Dans le récent rapport du Club Valdaï, votre Club, on peut lire : « … dans un contexte international fondamentalement changé, les institutions elles-mêmes sont devenues un obstacle à la construction d’un système de relations correspondant à la nouvelle ère plutôt qu’une garantie de stabilité et de maniabilité mondiales. » Les auteurs estiment que nous sommes dans un monde où les États individuels ou les groupes d’États agiront de manière beaucoup plus indépendante tandis que les organisations internationales traditionnelles perdront leur importance.

Voici ce que je voudrais dire à ce sujet. Bien entendu, ce qui sous-tend cette position est clair. En effet, l’ordre mondial d’après-guerre a été établi par trois pays victorieux : l’Union soviétique, les États-Unis et la Grande-Bretagne. Le rôle de la Grande-Bretagne a changé depuis lors ; l’Union soviétique n’existe plus, tandis que certains tentent de rejeter complètement la Russie.

Permettez-moi de vous assurer, chers amis, que nous évaluons objectivement nos potentialités, à savoir notre potentiel intellectuel, territorial, économique et militaire. Je fais référence à nos options actuelles, à notre potentiel global. Alors que nous consolidons ce pays et regardons ce qui se passe dans le monde, dans d’autres pays, je voudrais dire ceci à ceux qui attendent encore que la force de la Russie diminue progressivement : la seule chose qui nous inquiète est d’attraper un rhume à vos funérailles.

En tant que chef d’État qui travaille directement dans un environnement que vous et vos collègues décrivez à partir d’une position d’expertise, je ne peux souscrire à l’hypothèse selon laquelle les structures internationales existantes doivent être complètement reconstruites, voire rejetées comme étant obsolètes et complètement démantelées. Au contraire, il est important de préserver les mécanismes de base du maintien de la sécurité internationale, qui se sont révélés efficaces. Il s’agit de l’ONU, du Conseil de sécurité et du droit de veto des membres permanents. J’en ai récemment parlé lors de l’anniversaire de l’Assemblée générale des Nations Unies. Autant que je sache, cette position – la préservation des principes fondamentaux de l’ordre international établi après la Seconde Guerre mondiale – bénéficie d’un large soutien dans le monde.

Cependant, je crois que l’idée d’ajuster l’arrangement institutionnel de la politique mondiale mérite au moins d’être discutée, ne serait-ce que parce que les rapports de force, les potentialités et les positions des États ont sérieusement changé, comme je l’ai dit, en particulier au cours des 30 à 40 dernières années.

§ **Consigne**
Recopiez tout le passage de l'extrait du document depuis « Dans le récent » jusqu'à « perdront leur importance. » en renommant « Club Valdaï » en « Cercle Valdaï ». Les enregistrements n'ont aucun rôle à jouer ici.

§ **Extraits d'enregistrements**

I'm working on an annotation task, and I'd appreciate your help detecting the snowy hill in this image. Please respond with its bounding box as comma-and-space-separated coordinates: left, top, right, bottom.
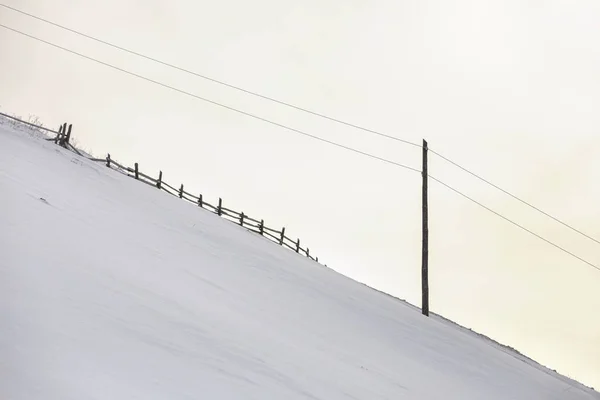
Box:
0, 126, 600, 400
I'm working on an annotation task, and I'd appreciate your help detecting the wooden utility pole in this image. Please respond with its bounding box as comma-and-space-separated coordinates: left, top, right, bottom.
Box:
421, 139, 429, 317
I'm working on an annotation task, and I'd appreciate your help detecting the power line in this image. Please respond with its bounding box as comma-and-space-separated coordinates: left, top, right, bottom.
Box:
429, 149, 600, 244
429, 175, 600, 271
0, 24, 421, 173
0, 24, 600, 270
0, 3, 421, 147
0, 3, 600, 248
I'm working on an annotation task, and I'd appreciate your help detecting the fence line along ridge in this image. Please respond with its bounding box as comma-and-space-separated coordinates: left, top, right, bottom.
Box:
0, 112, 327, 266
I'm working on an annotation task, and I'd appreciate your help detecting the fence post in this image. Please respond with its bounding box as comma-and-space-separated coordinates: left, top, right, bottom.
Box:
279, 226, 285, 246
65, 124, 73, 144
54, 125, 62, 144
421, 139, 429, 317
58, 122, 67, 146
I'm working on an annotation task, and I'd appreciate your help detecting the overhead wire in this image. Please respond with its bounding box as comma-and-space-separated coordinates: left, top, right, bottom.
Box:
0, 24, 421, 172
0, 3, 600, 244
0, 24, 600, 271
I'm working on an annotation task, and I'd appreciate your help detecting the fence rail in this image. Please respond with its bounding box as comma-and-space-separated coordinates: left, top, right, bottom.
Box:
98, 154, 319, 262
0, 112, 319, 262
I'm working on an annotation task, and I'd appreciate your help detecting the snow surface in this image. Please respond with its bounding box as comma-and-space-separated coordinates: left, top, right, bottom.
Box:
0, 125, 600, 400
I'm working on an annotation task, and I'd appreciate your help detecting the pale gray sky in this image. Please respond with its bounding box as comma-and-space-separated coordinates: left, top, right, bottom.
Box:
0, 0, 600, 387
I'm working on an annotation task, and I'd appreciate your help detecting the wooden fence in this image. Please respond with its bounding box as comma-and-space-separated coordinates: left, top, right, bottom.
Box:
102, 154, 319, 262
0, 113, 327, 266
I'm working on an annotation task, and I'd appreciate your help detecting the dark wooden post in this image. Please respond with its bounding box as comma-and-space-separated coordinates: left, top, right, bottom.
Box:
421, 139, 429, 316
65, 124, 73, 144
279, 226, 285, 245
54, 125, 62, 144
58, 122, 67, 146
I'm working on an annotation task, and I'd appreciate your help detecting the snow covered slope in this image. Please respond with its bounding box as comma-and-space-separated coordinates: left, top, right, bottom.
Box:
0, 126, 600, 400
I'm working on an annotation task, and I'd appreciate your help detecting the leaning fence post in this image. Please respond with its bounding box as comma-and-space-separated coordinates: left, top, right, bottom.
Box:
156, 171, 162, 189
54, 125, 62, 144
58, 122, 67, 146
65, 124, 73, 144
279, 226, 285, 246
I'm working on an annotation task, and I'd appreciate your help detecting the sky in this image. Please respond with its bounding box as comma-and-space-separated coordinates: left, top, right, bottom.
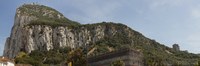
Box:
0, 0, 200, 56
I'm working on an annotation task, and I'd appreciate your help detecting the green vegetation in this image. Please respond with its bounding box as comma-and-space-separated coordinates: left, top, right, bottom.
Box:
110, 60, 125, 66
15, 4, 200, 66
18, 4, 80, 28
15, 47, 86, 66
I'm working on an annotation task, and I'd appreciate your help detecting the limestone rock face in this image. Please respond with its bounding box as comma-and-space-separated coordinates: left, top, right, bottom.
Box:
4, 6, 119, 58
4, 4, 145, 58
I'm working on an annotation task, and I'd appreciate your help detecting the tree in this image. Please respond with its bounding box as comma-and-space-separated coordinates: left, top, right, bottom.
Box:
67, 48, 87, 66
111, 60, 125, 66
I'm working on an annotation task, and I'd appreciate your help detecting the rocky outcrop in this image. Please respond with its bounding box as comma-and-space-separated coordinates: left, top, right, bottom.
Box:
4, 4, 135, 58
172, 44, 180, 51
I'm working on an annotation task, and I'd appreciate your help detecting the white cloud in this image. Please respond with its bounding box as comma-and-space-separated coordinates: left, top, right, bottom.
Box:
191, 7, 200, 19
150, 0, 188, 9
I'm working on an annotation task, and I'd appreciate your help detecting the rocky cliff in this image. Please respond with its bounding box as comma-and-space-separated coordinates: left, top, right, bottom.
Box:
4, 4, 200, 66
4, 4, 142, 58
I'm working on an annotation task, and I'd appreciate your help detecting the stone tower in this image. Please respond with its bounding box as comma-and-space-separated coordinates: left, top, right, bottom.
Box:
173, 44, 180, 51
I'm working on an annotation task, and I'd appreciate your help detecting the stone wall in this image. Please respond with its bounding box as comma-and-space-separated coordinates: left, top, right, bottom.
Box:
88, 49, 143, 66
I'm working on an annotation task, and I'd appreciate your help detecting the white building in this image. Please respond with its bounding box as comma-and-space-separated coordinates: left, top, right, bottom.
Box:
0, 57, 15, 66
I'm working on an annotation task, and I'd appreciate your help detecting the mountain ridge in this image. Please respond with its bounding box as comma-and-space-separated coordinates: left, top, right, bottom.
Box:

§ **Votre réponse**
Dans le récent rapport du Cercle Valdaï, votre Club, on peut lire : « … dans un contexte international fondamentalement changé, les institutions elles-mêmes sont devenues un obstacle à la construction d’un système de relations correspondant à la nouvelle ère plutôt qu’une garantie de stabilité et de maniabilité mondiales. » Les auteurs estiment que nous sommes dans un monde où les États individuels ou les groupes d’États agiront de manière beaucoup plus indépendante tandis que les organisations internationales traditionnelles perdront leur importance.